**RECORD EXCERPTS**.
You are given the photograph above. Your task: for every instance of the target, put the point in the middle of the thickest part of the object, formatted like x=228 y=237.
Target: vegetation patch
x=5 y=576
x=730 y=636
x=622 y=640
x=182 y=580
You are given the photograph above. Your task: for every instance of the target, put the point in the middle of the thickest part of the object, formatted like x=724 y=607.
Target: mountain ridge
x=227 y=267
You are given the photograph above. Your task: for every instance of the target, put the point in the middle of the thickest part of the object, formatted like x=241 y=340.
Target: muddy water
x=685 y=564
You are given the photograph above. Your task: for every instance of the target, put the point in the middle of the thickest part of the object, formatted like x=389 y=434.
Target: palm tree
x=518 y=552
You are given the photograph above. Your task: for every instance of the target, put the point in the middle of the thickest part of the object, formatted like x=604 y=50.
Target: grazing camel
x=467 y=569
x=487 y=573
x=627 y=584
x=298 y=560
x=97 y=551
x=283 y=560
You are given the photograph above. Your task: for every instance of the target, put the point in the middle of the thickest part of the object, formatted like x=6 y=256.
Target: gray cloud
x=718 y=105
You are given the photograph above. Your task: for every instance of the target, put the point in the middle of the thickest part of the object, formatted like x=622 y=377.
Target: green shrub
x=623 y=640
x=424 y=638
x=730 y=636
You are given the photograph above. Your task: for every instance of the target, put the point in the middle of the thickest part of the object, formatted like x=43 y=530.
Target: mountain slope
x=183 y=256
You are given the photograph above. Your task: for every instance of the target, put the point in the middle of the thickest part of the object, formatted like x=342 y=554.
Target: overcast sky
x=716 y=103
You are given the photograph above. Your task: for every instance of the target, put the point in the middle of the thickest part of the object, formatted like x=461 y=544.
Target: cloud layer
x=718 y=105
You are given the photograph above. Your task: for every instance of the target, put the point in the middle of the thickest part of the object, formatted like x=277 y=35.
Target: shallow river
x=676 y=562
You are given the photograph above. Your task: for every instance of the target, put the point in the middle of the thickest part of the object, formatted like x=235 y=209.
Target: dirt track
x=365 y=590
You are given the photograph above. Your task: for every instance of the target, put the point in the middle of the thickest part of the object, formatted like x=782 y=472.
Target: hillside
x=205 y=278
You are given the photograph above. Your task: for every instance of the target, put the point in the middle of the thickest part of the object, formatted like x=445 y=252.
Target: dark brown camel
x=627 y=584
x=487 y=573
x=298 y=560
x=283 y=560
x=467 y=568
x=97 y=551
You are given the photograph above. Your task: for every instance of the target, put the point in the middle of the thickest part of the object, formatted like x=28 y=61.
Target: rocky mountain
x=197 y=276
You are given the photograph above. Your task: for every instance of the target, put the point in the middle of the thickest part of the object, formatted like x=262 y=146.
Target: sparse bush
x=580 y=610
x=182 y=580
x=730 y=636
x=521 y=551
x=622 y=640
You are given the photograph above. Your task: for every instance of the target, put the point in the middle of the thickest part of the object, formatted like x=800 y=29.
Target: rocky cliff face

**GIVEN PROBLEM**. Reproduce word for word the part of the data above that opens with the line containing "like x=389 y=434." and closes with the line containing "x=518 y=552", including both of those lines.

**CORRECT OUTPUT**.
You are given the photograph above. Your task: for every instance of the target, put the point in the middle of the thickest part of the object, formatted like x=389 y=434.
Target: palm tree
x=518 y=552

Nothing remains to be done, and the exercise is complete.